As with last season’s partnership between City Rep and the Palm Coast Arts Foundation on “Macbeth,” “The Taming of the Shrew” will be performed Feb. 21-24 on an outdoor stage under an enclosed tent at PCAF’s pavilion in Town Center, 1500 Central Ave., Palm Coast.
Single tickets for “The Taming of the Shrew” are available by calling the Palm Coast Arts Foundation at 386-225-4394 or by going online at palmcoastartsfoundation.com/events. Tickets for the opening night performance at 6 p.m. Thursday Feb. 21 are $60 general public, $50 PCAF members and include a reception at 6 p.m. with the performance at 7 p.m.
Performances at 7 p.m. Feb. 22-23 and 2 p.m. Feb. 24 are $30 general public, $25 PCAF members, $10 students with ID (student tickets are not available for opening night).
Here are the details of City Rep’s 2018-19 season:
* “The Rocky Horror Show” – 7:30 p.m. Oct. 5-6, 12-13, 19-20 and 26-27, 2 p.m. Oct. 7, 14, 21 and 28. Two midnight performances TBA. $25 adults, $15 students.
* “Proof” – 7:30 p.m. Nov. 9-10 and 16-17, 2 p.m. Nov. 11 and 18. $20 adults, $15 students. David Auburn’s 2000 drama tells the story of Catherine, whose father – a brilliant mathematician – has died following a lengthy mental illness. When one of her father’s former students discovers a groundbreaking mathematical proof among his papers, Catherine seeks to prove that her father authored the work, even as she fears succumbing to mental illness herself.
* “The Women” – 7:30 p.m. Jan. 11-12, 2 p.m. Jan. 13. $20 adults, $15 students. Clare Boothe Luce’s 1936 comedy of manners includes 40 characters, all female – from socialites to manicurists, perfume sales clerks and office workers. When Sylvia hears that the husband of her friend Mary is cheating on her, Sylvia manipulates an unwitting manicurist to reveal the affair to Mary. And so begins a gossipy tale exploring romance, relationships, toxic friendships and the many roles women play in everyday life.

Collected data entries
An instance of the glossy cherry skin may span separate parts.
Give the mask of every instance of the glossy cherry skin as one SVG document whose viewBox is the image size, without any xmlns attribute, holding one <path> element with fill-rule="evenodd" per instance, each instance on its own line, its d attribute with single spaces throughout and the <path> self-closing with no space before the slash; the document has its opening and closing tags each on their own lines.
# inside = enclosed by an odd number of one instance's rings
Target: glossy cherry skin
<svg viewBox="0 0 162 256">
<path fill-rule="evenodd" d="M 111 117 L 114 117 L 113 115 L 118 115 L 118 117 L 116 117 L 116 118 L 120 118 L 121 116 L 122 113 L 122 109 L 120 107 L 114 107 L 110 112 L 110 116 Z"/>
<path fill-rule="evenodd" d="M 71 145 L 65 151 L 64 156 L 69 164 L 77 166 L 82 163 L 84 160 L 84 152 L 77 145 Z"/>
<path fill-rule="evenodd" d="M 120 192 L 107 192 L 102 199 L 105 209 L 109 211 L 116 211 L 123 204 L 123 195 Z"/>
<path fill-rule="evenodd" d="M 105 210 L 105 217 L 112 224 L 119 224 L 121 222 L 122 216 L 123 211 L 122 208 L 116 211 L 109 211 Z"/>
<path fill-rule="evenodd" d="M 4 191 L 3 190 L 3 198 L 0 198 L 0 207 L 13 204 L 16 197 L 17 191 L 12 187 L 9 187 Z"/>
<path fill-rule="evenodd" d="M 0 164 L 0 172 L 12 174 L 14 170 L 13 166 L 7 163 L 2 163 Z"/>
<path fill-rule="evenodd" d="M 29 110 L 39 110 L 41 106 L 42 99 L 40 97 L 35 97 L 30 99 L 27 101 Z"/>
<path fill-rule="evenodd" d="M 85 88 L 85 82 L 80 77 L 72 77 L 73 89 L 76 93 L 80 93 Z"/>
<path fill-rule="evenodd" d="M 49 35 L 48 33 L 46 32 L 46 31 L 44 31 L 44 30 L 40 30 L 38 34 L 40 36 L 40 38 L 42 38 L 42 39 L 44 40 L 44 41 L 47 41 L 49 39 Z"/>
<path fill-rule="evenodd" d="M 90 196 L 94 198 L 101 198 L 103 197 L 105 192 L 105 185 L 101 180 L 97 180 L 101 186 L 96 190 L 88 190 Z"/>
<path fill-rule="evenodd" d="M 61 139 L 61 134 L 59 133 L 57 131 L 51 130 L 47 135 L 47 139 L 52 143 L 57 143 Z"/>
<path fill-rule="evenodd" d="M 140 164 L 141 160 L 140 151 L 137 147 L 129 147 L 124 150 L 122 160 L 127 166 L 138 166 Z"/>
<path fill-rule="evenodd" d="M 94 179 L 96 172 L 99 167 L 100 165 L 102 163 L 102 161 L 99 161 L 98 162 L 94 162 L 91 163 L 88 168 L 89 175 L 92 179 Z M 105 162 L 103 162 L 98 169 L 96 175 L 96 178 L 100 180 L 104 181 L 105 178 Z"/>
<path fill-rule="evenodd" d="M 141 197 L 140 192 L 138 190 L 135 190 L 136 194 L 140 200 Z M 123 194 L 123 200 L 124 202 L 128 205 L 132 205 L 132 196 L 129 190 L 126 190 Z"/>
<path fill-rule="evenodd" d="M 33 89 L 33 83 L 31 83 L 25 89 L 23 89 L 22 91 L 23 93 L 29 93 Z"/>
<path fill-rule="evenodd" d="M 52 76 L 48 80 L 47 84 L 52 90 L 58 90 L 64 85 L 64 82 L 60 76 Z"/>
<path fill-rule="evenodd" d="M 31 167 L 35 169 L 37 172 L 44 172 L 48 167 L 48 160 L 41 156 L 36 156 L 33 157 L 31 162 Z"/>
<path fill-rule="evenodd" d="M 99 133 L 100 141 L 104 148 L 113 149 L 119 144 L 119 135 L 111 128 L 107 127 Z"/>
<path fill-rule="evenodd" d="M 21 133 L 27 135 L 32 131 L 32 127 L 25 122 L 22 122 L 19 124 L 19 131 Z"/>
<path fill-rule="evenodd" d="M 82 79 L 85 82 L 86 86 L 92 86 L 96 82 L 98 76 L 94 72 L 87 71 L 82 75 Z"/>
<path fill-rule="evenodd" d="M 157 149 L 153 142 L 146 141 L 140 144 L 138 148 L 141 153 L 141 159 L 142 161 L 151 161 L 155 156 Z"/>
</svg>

• _Exercise_: Please extend the text on City Rep's 2018-19 season, picking up after its final sentence. None of the material is needed here.

• _Your response_:
City Repertory will present the play as a staged reading with an all-female cast taking on various roles.
* “The Taming of the Shrew” – 6 p.m. Feb. 21, 7 p.m. Feb. 22-23, 2 p.m. Feb. 24. For opening night on Thursday Feb. 21, tickets are $60 general public, $50 PCAF members, and include a reception at 6 p.m. and the performance at 7 p.m. Performances Feb. 22-24 are $30 general public, $25 PCAF members, $10 students with ID (student tickets are not available opening night). Tickets available by calling 386-225-4394 or online at palmcoastartsfoundation.com/events.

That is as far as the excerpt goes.